• [GIVEN EXERCISE]: Exactly repeat the line that contains "the ostrich head", then every line after it up to and including the final line.

Dataset records
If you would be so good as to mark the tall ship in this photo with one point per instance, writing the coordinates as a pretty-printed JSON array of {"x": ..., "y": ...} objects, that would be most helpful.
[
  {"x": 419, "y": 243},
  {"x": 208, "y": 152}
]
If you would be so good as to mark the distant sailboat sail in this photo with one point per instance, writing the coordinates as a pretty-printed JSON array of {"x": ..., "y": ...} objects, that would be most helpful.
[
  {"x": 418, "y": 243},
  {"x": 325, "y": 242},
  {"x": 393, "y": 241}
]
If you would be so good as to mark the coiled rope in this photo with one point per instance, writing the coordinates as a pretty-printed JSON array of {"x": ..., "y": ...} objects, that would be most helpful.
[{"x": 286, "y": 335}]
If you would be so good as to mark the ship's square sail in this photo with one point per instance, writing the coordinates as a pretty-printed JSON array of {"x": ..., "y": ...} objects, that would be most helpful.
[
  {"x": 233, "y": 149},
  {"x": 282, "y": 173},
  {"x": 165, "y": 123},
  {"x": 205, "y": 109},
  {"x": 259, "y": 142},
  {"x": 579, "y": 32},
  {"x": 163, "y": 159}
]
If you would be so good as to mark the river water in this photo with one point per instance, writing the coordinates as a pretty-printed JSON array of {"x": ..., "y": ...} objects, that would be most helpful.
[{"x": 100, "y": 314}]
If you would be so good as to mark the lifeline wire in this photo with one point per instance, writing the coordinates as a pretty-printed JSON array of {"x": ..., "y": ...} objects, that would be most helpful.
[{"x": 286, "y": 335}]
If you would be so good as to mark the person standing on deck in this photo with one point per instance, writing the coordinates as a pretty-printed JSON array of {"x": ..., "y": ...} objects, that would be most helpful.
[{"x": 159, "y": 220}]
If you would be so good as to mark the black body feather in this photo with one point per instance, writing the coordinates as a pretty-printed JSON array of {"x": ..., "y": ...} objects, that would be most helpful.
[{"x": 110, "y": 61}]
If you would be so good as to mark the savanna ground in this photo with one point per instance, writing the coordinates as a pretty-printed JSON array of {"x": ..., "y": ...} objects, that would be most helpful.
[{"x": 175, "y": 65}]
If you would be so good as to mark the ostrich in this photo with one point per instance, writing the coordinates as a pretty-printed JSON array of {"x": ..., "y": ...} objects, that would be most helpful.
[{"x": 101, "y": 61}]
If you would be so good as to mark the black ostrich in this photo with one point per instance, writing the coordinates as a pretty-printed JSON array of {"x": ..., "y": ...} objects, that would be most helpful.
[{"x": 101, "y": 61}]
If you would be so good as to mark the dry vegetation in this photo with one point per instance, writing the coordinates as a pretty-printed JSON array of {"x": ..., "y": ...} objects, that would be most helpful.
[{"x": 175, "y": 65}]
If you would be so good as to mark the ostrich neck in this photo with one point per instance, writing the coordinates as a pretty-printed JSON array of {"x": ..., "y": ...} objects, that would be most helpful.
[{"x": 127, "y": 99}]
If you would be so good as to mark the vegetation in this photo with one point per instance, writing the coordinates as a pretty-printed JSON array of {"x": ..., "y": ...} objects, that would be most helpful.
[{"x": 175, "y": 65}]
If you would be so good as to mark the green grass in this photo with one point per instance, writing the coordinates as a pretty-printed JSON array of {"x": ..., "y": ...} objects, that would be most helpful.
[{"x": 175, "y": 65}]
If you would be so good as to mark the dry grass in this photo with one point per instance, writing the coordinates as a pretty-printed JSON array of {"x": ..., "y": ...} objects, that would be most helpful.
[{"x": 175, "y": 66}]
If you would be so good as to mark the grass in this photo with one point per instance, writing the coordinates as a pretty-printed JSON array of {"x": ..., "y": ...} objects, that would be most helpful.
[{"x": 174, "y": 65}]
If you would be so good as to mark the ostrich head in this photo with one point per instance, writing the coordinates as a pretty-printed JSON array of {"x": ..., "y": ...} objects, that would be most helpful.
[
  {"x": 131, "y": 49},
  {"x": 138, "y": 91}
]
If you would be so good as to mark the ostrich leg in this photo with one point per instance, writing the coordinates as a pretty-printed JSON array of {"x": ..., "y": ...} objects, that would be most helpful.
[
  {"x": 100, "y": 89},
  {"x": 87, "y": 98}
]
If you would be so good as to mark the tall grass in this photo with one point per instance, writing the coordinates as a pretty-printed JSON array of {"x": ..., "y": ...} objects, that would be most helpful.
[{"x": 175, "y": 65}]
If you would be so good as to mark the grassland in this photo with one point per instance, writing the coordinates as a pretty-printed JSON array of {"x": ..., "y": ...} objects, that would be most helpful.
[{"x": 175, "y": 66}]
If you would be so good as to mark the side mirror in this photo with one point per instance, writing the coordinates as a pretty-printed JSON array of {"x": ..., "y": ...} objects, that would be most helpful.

• [OUTPUT BELOW]:
If you would be so good as to mark the ostrich head in this photo with one point per instance, writing the coordinates as a pretty-printed JSON array of {"x": ..., "y": ...} objects, that would be most helpful.
[
  {"x": 131, "y": 49},
  {"x": 138, "y": 91}
]
If you would be so good as to mark the ostrich leg in this photo with one point per instance, writing the coordinates as a pretty-printed JSON array of {"x": ..., "y": ...} objects, that would be most helpful.
[
  {"x": 100, "y": 89},
  {"x": 87, "y": 98}
]
If you would be so good as to mark the tall grass in this photo with one point per instance, writing the coordinates as a pretty-printed JSON array of {"x": ..., "y": ...} objects, that would be most helpful.
[{"x": 175, "y": 65}]
If you would be so good as to mark the grassland in this photo with one point per instance, writing the coordinates as a pretty-printed JSON array of {"x": ..., "y": ...} objects, that would be most helpful.
[{"x": 175, "y": 66}]
If you would be so good as to mark the side mirror in this photo with one point per instance, writing the coordinates as a pretty-printed JSON array of {"x": ..., "y": ...} objects, that would be most helpful.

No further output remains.